(ENTRIES PROVIDED Opens)

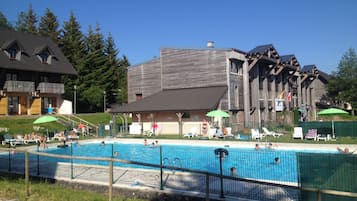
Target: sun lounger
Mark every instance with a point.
(298, 133)
(255, 134)
(192, 133)
(271, 133)
(311, 134)
(8, 139)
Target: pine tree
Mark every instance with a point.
(72, 46)
(123, 80)
(21, 24)
(4, 22)
(112, 70)
(27, 22)
(49, 25)
(31, 21)
(343, 86)
(93, 74)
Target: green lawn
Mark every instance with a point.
(14, 189)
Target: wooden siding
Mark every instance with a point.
(187, 68)
(36, 106)
(23, 104)
(3, 105)
(144, 79)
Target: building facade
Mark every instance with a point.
(259, 84)
(31, 67)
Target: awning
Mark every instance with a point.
(188, 99)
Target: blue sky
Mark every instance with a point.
(317, 31)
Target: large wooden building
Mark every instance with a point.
(176, 90)
(31, 67)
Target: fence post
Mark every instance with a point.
(9, 157)
(318, 195)
(38, 158)
(207, 187)
(27, 174)
(161, 171)
(111, 179)
(71, 160)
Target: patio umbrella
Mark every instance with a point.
(45, 119)
(331, 112)
(217, 113)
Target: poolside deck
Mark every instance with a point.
(174, 182)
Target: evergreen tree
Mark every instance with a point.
(4, 23)
(343, 86)
(21, 22)
(123, 80)
(49, 25)
(93, 79)
(72, 45)
(112, 70)
(27, 22)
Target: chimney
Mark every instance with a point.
(210, 44)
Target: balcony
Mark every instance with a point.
(51, 88)
(19, 86)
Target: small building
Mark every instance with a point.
(171, 91)
(31, 68)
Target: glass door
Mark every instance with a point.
(13, 105)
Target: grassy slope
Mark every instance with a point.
(15, 189)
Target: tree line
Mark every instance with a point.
(101, 72)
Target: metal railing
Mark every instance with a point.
(206, 177)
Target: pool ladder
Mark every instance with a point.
(175, 163)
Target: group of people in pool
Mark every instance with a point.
(153, 144)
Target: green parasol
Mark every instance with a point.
(45, 119)
(331, 112)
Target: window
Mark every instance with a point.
(236, 66)
(13, 51)
(11, 76)
(138, 96)
(236, 97)
(44, 79)
(186, 115)
(44, 55)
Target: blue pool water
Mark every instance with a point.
(250, 163)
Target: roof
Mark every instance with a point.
(311, 68)
(308, 68)
(287, 58)
(188, 99)
(261, 49)
(30, 44)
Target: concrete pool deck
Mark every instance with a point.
(174, 182)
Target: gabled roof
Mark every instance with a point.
(287, 58)
(30, 44)
(261, 49)
(309, 68)
(187, 99)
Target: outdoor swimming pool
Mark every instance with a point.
(249, 162)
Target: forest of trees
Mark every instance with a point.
(94, 56)
(100, 71)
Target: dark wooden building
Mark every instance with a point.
(31, 67)
(254, 87)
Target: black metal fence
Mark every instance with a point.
(247, 180)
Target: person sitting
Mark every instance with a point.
(277, 160)
(346, 150)
(233, 171)
(257, 147)
(63, 144)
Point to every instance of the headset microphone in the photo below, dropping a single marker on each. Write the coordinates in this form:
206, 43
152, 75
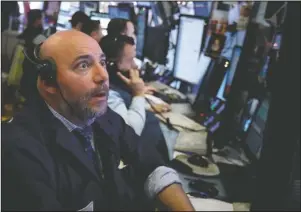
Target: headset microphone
47, 71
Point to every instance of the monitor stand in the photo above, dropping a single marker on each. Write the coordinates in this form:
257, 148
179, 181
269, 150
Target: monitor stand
185, 87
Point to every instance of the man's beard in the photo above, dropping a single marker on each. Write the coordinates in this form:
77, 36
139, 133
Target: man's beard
81, 109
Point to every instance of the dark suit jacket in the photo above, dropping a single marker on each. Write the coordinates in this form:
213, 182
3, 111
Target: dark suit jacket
44, 167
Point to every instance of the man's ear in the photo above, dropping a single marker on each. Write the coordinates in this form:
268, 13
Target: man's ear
79, 26
93, 35
47, 87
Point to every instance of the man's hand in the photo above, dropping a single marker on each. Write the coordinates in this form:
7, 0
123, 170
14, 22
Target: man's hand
135, 83
150, 89
175, 199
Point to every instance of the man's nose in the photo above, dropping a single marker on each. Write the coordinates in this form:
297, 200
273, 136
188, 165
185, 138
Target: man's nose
100, 74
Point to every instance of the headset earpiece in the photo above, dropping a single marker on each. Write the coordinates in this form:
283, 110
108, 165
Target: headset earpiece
112, 66
47, 71
45, 68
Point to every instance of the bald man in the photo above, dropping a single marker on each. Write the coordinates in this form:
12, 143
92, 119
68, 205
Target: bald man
63, 150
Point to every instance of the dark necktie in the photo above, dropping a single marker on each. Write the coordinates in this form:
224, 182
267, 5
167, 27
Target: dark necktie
86, 134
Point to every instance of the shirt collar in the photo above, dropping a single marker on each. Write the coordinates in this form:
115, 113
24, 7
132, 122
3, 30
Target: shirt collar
70, 126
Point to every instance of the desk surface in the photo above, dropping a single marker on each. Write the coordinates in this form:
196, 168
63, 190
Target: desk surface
171, 135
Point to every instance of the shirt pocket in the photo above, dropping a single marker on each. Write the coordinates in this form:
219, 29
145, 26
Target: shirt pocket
89, 207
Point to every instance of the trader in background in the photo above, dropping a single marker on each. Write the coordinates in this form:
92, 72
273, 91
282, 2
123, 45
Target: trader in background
32, 36
78, 19
93, 29
127, 92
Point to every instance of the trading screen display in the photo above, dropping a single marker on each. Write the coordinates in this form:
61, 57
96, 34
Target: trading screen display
233, 66
67, 9
116, 12
103, 18
277, 42
141, 25
189, 43
202, 8
213, 120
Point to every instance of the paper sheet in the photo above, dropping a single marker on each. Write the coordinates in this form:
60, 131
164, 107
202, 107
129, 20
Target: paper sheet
201, 204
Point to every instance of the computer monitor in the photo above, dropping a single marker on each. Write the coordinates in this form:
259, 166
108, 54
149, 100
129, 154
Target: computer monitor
143, 4
254, 125
142, 18
119, 12
202, 8
103, 18
188, 50
212, 121
277, 41
63, 20
233, 66
156, 44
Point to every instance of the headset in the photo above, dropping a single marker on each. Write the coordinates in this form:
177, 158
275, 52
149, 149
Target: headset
46, 69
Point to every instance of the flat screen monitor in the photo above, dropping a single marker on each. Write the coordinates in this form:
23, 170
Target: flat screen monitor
156, 44
213, 120
63, 20
202, 8
277, 41
103, 18
188, 49
118, 12
143, 4
141, 29
233, 66
253, 126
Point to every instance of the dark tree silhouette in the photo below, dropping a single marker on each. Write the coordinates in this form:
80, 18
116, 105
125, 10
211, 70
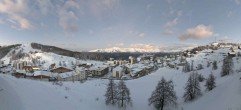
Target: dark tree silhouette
192, 89
215, 66
123, 94
163, 95
227, 67
111, 93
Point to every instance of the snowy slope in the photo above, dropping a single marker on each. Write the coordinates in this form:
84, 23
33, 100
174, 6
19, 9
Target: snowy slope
27, 94
119, 49
47, 57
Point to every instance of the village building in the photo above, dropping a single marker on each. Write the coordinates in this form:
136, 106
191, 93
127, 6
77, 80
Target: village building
68, 76
41, 75
232, 52
19, 65
61, 70
81, 73
133, 60
97, 71
118, 72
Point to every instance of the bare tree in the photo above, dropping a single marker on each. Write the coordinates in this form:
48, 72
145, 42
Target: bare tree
164, 95
215, 66
227, 67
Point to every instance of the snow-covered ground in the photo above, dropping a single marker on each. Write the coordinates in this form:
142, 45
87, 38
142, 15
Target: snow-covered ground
26, 94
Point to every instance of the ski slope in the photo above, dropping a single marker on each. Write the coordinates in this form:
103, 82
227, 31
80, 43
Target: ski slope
26, 94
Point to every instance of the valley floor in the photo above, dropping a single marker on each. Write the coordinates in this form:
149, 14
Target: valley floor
25, 94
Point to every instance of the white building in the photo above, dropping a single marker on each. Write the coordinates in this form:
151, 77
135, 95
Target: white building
118, 72
80, 71
1, 65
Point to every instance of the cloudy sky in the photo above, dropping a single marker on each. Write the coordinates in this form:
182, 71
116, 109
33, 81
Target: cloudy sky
91, 24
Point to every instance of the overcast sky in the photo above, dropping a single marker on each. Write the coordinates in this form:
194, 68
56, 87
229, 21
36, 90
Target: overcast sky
92, 24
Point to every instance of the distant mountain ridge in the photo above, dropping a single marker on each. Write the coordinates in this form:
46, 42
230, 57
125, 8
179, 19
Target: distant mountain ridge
118, 49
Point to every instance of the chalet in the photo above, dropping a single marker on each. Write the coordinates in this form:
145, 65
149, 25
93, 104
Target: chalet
41, 75
231, 54
19, 65
85, 65
138, 70
69, 76
98, 71
81, 73
1, 64
133, 60
19, 74
61, 70
118, 72
120, 62
52, 66
171, 65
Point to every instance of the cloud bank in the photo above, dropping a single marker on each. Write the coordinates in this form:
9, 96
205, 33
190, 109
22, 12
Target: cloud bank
199, 32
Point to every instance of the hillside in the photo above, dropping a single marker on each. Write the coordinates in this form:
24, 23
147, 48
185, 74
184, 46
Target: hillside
4, 50
90, 94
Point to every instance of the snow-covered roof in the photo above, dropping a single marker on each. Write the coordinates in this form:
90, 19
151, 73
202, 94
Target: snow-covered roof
118, 68
67, 74
21, 71
44, 73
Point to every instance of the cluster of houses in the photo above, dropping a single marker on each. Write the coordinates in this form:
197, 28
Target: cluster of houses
137, 67
119, 69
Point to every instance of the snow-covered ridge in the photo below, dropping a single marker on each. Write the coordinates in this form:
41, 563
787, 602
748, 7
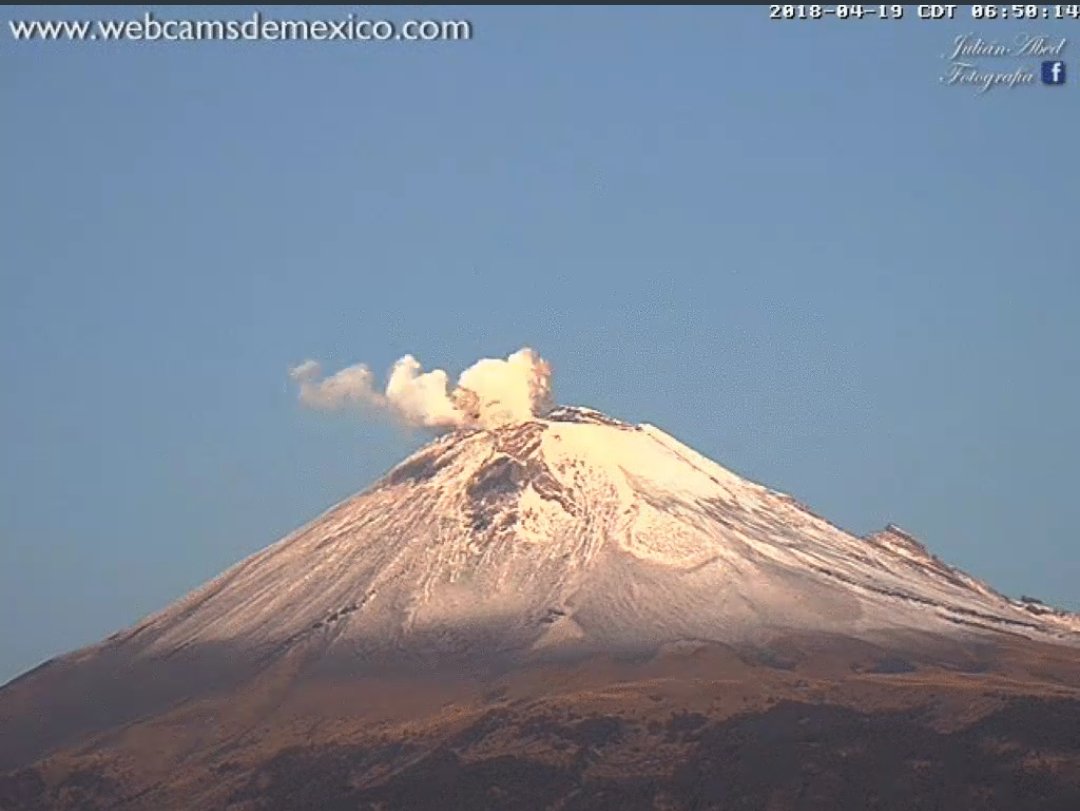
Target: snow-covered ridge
578, 530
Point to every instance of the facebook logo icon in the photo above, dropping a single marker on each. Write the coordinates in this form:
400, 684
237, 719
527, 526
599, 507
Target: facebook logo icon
1053, 72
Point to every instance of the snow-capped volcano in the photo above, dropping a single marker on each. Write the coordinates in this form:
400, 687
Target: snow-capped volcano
576, 532
532, 613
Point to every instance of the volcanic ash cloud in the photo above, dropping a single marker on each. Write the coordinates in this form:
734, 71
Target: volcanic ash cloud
490, 392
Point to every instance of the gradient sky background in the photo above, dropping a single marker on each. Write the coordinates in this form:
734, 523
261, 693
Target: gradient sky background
783, 242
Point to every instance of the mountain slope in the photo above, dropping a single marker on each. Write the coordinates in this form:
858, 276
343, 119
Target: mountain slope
501, 568
577, 531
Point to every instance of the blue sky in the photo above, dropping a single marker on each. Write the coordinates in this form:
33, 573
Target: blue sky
787, 244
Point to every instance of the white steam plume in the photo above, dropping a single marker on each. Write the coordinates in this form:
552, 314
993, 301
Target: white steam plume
490, 392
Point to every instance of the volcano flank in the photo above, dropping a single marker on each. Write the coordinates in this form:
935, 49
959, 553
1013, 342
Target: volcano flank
561, 612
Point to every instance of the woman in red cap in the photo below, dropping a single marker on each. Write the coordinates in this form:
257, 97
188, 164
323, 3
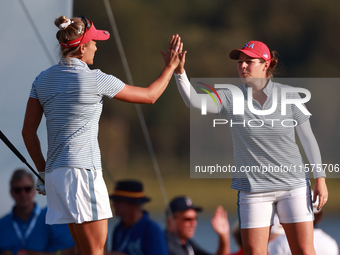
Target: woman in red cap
70, 95
269, 146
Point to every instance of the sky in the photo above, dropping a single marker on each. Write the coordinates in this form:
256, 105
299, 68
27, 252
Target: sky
22, 59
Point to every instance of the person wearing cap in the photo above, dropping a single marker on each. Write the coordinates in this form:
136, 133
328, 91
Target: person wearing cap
324, 244
136, 233
23, 231
267, 145
70, 95
181, 222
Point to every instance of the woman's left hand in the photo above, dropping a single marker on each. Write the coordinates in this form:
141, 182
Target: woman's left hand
320, 190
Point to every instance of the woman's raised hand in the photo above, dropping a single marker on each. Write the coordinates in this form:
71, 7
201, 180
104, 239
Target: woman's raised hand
171, 57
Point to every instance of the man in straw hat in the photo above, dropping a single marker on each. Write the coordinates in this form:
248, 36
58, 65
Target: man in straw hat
136, 233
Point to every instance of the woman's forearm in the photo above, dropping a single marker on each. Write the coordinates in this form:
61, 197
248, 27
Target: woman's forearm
32, 121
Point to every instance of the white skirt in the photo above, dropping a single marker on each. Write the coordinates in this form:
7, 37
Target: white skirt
76, 195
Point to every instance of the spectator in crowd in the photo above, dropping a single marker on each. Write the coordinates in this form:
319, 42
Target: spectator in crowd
324, 244
136, 233
23, 231
181, 226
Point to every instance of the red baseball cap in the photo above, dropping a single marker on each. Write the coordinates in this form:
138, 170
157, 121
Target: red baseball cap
254, 49
91, 33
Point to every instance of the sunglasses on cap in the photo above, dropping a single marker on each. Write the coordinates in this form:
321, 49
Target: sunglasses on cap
17, 190
87, 23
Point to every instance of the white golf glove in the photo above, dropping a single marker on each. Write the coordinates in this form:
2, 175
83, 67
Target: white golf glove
40, 186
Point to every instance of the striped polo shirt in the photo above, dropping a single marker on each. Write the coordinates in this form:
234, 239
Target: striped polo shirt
266, 157
71, 95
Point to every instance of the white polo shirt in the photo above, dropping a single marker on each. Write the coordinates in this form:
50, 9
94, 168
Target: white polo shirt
72, 97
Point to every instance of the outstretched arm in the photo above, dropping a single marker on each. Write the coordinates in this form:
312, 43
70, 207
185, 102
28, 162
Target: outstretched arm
312, 151
187, 91
150, 94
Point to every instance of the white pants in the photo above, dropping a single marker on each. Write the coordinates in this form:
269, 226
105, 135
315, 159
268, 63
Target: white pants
76, 195
257, 209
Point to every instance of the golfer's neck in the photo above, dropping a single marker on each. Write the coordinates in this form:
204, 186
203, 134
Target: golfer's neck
132, 218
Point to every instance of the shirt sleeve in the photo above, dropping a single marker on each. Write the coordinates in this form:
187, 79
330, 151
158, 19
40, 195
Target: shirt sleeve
60, 238
108, 85
33, 92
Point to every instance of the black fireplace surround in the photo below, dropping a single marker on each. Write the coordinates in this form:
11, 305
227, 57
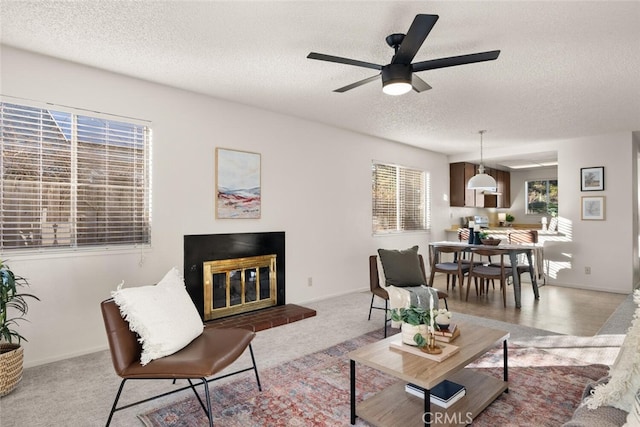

(ENTRIES PROVIDED Closes)

EXERCISE INSTRUCTIONS
Reading the records above, count the lines that include "wooden" and say only how many.

SOLUTION TO THIS PROBLEM
3